» **DO THIS**
Reproduce the material below with every instance of "Annotate" changed to "Mark" and nothing else altered. Omit the pictures from your answer.

» **RECORDS PROVIDED**
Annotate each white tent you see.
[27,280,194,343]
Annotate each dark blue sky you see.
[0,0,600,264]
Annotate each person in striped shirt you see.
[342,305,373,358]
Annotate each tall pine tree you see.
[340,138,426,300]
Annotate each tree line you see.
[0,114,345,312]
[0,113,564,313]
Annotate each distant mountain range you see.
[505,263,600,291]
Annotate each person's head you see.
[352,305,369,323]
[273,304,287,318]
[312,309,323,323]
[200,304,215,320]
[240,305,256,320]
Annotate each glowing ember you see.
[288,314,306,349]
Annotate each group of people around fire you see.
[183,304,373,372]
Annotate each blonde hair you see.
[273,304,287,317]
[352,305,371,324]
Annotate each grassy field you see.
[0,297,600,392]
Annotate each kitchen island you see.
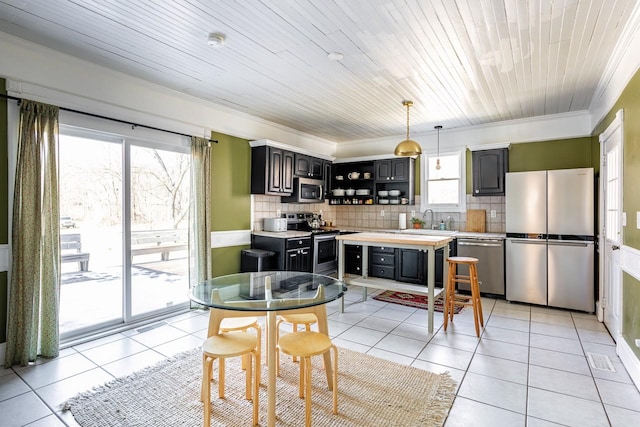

» **TASK RESPONSE**
Mark each white tent you see.
[27,280,194,343]
Mark each dark blue sky you see.
[0,0,600,264]
Mark each person in striped shirt you see.
[342,305,373,358]
Mark each tall pine tree you see.
[340,138,426,300]
Mark each tree line you see.
[0,114,345,312]
[0,113,564,313]
Mark each distant mountain range you see.
[505,263,600,291]
Mark each person's head you see.
[352,305,369,323]
[273,304,287,318]
[312,309,323,323]
[200,304,215,320]
[240,305,256,320]
Mark each glowing ember you see.
[288,314,306,349]
Mark each group of people around fire you see.
[183,304,373,372]
Mark each blonde hair you see.
[273,304,287,317]
[352,305,371,324]
Mark each grassy field you see.
[0,297,600,392]
Mark each kitchen island you see.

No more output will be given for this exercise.